%%
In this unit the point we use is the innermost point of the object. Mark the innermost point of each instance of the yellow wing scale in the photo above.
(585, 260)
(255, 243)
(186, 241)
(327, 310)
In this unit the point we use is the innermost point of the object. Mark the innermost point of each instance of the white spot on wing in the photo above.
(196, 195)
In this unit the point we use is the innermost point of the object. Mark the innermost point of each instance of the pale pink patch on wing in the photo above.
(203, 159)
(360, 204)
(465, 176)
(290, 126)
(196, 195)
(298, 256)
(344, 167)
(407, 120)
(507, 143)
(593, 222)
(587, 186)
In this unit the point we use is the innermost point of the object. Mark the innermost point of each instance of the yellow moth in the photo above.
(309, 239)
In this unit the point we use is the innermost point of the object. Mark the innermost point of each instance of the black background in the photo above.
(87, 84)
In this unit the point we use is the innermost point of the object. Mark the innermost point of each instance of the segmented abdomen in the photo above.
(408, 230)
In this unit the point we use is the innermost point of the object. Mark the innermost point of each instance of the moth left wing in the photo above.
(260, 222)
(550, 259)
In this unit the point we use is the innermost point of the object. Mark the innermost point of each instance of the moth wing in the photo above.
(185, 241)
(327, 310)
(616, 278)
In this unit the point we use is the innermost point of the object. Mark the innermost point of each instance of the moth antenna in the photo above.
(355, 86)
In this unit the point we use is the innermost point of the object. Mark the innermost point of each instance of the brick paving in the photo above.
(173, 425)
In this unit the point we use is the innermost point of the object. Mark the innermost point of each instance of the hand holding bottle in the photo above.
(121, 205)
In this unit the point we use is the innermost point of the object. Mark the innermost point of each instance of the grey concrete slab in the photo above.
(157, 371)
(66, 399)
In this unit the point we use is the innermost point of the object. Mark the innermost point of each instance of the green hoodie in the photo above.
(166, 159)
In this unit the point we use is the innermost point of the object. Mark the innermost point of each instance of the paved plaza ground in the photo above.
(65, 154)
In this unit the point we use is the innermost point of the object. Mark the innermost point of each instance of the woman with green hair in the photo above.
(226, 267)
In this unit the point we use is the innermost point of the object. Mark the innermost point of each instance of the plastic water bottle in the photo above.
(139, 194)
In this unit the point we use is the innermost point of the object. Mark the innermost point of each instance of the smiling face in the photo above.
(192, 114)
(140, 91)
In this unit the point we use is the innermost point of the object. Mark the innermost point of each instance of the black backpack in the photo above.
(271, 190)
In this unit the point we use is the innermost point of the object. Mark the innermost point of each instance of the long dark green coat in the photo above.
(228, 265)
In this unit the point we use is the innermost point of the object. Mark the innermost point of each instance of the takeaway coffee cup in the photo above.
%%
%%
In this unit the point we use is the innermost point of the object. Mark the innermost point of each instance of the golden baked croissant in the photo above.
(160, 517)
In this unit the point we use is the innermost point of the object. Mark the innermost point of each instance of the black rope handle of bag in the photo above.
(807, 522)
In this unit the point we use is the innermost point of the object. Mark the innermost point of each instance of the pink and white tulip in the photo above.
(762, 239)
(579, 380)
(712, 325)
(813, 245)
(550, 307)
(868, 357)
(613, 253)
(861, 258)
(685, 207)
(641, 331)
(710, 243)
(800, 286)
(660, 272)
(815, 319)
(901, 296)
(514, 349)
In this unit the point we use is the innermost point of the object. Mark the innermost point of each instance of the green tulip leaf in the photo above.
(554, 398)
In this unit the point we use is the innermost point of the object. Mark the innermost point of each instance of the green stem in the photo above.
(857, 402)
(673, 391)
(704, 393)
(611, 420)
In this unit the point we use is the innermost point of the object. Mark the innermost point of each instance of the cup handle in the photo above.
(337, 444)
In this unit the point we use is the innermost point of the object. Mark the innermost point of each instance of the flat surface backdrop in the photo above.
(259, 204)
%%
> Goal: Show each line of the listing above in which the word "bottle" appears, giving every such line in full.

> Answer to this task:
In this unit the point we use is the innermost point of the object. Mark the innermost point of each instance of the hand holding bottle in the photo above.
In this unit the point we use is the innermost point of the object. Mark the innermost point of each instance of the plastic water bottle in the photo above.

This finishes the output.